[Extracted data entries]
§ §

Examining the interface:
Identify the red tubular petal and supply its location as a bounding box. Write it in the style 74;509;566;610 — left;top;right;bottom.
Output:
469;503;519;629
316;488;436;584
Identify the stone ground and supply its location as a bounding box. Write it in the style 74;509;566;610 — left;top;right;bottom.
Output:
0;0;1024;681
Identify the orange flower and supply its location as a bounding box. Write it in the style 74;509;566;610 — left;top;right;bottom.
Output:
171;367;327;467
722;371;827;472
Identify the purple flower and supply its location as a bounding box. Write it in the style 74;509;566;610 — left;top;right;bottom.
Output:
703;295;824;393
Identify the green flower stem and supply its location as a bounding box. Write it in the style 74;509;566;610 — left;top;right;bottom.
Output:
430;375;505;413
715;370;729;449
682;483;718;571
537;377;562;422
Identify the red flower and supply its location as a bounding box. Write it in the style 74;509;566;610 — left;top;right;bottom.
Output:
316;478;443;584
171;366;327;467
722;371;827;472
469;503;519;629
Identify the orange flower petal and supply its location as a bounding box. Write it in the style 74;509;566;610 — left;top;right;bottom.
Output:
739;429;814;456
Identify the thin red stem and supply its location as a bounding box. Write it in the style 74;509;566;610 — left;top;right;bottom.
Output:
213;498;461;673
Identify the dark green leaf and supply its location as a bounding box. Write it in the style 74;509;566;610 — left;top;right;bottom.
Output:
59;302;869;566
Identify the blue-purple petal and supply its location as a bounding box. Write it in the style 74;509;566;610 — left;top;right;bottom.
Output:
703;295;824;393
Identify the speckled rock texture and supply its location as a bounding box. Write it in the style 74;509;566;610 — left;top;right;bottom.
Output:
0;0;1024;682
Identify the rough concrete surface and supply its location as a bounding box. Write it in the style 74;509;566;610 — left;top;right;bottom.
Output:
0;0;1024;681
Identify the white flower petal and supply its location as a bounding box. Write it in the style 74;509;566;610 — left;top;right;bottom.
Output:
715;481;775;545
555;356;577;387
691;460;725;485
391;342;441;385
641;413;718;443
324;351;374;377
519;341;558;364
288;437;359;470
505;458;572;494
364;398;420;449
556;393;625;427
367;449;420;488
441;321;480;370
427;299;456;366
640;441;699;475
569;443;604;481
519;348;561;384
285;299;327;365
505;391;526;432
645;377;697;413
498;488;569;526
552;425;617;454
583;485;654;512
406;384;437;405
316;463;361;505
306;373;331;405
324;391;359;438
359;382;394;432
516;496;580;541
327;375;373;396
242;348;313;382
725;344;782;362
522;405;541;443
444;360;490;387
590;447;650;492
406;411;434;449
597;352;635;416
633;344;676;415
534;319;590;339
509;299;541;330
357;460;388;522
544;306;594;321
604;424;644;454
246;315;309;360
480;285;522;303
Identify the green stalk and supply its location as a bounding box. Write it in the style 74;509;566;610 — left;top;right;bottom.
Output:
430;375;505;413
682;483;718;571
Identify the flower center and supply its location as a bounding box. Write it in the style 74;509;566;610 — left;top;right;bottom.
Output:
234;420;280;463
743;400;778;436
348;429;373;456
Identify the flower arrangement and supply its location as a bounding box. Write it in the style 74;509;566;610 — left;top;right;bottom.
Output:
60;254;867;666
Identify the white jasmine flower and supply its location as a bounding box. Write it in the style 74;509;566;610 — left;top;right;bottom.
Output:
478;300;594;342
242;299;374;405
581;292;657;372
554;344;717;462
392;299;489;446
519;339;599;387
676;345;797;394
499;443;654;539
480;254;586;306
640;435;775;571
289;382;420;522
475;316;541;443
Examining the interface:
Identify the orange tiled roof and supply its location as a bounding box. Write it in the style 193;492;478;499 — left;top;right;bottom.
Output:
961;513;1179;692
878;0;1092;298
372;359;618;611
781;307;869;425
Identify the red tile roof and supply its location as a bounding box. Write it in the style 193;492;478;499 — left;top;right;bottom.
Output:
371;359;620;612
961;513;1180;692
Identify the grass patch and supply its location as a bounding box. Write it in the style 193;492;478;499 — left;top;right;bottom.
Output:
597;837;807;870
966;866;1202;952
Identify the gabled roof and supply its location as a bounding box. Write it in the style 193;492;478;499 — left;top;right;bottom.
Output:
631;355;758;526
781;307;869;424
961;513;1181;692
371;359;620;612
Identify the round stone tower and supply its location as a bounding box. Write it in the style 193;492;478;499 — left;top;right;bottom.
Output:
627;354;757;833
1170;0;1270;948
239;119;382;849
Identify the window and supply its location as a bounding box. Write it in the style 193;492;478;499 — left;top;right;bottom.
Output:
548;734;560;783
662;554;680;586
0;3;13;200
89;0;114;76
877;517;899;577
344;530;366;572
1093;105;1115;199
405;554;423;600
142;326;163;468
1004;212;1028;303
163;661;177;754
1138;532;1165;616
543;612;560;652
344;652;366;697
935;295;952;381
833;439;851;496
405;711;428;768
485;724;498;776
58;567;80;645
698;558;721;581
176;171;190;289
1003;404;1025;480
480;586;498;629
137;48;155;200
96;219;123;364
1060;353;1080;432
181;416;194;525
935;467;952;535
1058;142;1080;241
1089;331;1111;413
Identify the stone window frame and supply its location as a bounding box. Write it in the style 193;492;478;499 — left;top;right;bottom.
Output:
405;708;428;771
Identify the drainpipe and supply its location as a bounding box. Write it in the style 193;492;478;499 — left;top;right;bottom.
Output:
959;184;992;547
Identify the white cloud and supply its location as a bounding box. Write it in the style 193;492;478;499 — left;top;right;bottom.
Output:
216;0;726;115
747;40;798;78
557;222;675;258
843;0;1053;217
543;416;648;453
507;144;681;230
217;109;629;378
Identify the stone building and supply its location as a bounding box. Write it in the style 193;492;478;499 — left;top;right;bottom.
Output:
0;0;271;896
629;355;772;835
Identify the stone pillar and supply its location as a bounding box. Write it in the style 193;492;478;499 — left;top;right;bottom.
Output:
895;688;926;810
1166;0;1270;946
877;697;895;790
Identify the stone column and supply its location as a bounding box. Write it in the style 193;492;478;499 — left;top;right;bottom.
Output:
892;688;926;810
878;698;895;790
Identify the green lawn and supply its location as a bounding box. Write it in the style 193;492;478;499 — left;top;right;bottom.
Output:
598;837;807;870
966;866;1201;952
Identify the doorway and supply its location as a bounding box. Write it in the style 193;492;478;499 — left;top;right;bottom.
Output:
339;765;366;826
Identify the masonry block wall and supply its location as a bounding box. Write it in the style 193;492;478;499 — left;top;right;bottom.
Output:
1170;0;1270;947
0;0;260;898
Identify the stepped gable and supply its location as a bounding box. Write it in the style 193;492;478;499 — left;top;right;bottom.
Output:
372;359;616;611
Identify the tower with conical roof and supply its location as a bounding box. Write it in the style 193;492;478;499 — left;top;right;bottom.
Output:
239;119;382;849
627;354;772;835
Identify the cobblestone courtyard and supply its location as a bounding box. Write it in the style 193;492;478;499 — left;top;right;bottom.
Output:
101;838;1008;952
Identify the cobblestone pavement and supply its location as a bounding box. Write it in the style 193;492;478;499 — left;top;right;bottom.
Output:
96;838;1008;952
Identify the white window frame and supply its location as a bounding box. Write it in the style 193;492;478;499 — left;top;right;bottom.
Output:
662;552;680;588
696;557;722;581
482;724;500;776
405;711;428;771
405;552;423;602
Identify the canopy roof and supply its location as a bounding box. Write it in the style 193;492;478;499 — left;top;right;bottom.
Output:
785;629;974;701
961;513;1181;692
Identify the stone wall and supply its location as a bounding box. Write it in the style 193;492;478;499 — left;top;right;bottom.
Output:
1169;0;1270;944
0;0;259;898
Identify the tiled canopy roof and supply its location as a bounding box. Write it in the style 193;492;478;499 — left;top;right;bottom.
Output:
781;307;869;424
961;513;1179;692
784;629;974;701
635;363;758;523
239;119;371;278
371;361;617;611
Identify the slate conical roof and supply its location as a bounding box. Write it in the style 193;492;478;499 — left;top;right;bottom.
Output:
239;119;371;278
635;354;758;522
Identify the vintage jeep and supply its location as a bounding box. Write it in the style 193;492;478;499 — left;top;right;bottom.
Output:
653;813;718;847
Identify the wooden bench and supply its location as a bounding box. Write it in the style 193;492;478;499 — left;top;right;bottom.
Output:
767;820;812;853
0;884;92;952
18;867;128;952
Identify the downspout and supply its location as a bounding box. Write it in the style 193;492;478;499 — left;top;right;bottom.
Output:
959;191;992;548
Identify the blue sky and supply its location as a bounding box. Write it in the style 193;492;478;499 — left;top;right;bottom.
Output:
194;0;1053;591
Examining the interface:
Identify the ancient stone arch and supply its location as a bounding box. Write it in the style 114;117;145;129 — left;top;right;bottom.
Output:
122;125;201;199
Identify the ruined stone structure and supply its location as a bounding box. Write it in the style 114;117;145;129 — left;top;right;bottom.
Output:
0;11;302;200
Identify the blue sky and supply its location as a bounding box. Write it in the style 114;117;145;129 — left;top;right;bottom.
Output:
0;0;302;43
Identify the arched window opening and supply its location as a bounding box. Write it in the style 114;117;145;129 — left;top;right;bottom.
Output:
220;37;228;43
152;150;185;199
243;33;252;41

§ §

__Problem statement__.
Output the part of the entries that opens with the line containing "Identify the stone wall" and closes with the line containing "371;361;617;611" as a two-column CSV with the header label_text,boxes. Give one row for each entry, with its text and its answer each in a single quoted field and line breaks replaced by spaces.

__Task solution__.
label_text,boxes
"Identify the stone wall and supply its location as a bounding box. Write it in the style 193;492;478;499 — left;top;right;bottom. Output:","1169;0;1270;944 0;0;259;898"
"Identify the tiled canopy roof and supply its location as a bounding box. Write it in the style 193;492;478;499 — left;top;right;bottom. Output:","781;307;869;424 961;513;1179;692 784;629;974;701 635;363;758;523 239;119;371;278 371;361;617;611"